- _指示と条件_
Markdownの印刷を扱った文章を、最後の文の後から引き継いで書き進めてください。

- _読む文章_
ハードウェアからサーバ・アプリまでワンストップで開発

作りかけとは言え、Markdownエディタとしては使えるようになったので、既に実業務のドキュメントを作ることに使っています。

前回の記事のように、いい感じにリアルタイムプレビューと同期ができるようになっていて、とりあえず書くことはできます。

10数ページのドキュメントをとりあえず書き上げてPDFに変換して顧客に送ろうと思ったところで、いろいろ悩みは始まります。

サーバアプリにとっての印刷

今時のサーバアプリでの印刷は、

  • サーバでPDFを生成してダウンロード
  • 印刷用ページを用意してブラウザから印刷

のどちらかで実装されることが多いですね。

これがローカルのアプリだと、直接印刷ドライバを動かすようになると思いますが、サーバアプリの場合はそもそも「どんなプリンタがいるか」ということを知らないことが多いので、ポータブルな印刷形式を使って、後はローカルでよしなにしろということになっています。

ちなみに、会計システムHieronymusの場合はこのどちらでもなく、「印刷の代わりにExcelシートを出力する」ようにしています。紙が欲しければ印刷すればいいし、電子で保存したければExcelのままだと便利ですからね。まぁそれでも印刷自体をサーバがしてないという点では同じようなものです。

Markdownの印刷

Markdownを印刷するのはちょっと厄介です。

まず、Markdownは前提として

HTMLに変換される

ためのものです。

MarkdownはHTMLとは直接関係ない形式ですから、頑張ればTeXなりDocBookなりに変換して... ということが可能なはずですが、ほとんどのMarkdown処理系(レンダラ)はHTMLを出力するためのものなので、「MarkdownはHTMLのためのもの」と言っても過言ではないでしょう。

また、現在使っているMarkdownの処理系はmarkdown-itです。これには膨大な種類のプラグインがあって、Markdownを拡張しています。なので、印刷する時のレンダラもmarkdown-itを使う方が間違いがありません。

つまり、サーバでPDFを生成するためには、

Markdown → HTML → PDF

という変換が必要になります。

HTMLの印刷

HTMLをPDFに変換する方法は、事実上「ブラウザを使う」以外の方法がありません。HTMLの進化に忠実に追従して来たレンダラはブラウザのエンジンしかないためです。なので、サーバ側でヘッドレスのブラウザを動かしてやって、これでPDFで印刷というようにするわけです。

これがMarkdown以外のもの、たとえば一般の帳票印刷のようなものであれば、直接PDFを出力するためのライブラリはいろいろありますから、それを使えば問題ありません。HTML to PDFの処理だけがブラウザを動かすという大掛りなものになるということです。

それが大掛りで嫌だなと思えば、「印刷用ページ」を出力して、ローカルのブラウザで印刷してやれば同じことです。イメージとして「画面のハードコピー」を取っているような気持ちになって、ちょっとどうなのよとか思わないでもないですが、やっていることは前の方法と同じで、場所が異なるだけのことです。

- _データ欄_
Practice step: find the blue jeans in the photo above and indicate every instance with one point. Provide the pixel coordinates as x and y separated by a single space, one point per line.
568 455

- _記述回答_
そんなわけで、どちらの方法を使うにせよ、「印刷に使うHTML」を生成する必要があります。

「印刷に使うHTML」と言っても、HTML自体が異なるわけではありません。違うのはスタイルシートです。

このスタイルシートは印刷されるデバイスに合わせた設定が必要になります。たとえば、

  • 背景色は白にする
    ディスプレイの場合は薄い色が着いていることが多い
  • 紙の大きさに合わせる
    メディアクエリとか使いますね
  • パディングやマージンを印刷物らしくする
    余白少な過ぎるとダサいですね
  • テーブルの罫線の調整が必要かも知れません
    backgroundだけでカラム分割とかしてると印刷物として見辛いかも
  • 余分なものは非表示にしなければなりません
    UIのためのもの(メニューとか)は印刷物にはいりません
  • 目立たせるための装飾も変えないといけないかも知れません
    リンクに色をつけたものをそのまま印刷するとハードコピー臭くてダサい

などなど、いろんな調整が必要になります。この辺は適当にググるといろんな情報が出て来ると思います。

落とし穴

今までの話はごく一般的なことで、単なる「マエセツ」に過ぎません。

これで準備できたので印刷かけようとしたら、変な現象が出ました。

何かと言えば、

縦方向の余白が正しく出るのは最初の1ページだけで、残りのページは余白0で印刷(PDF化)される

ということです。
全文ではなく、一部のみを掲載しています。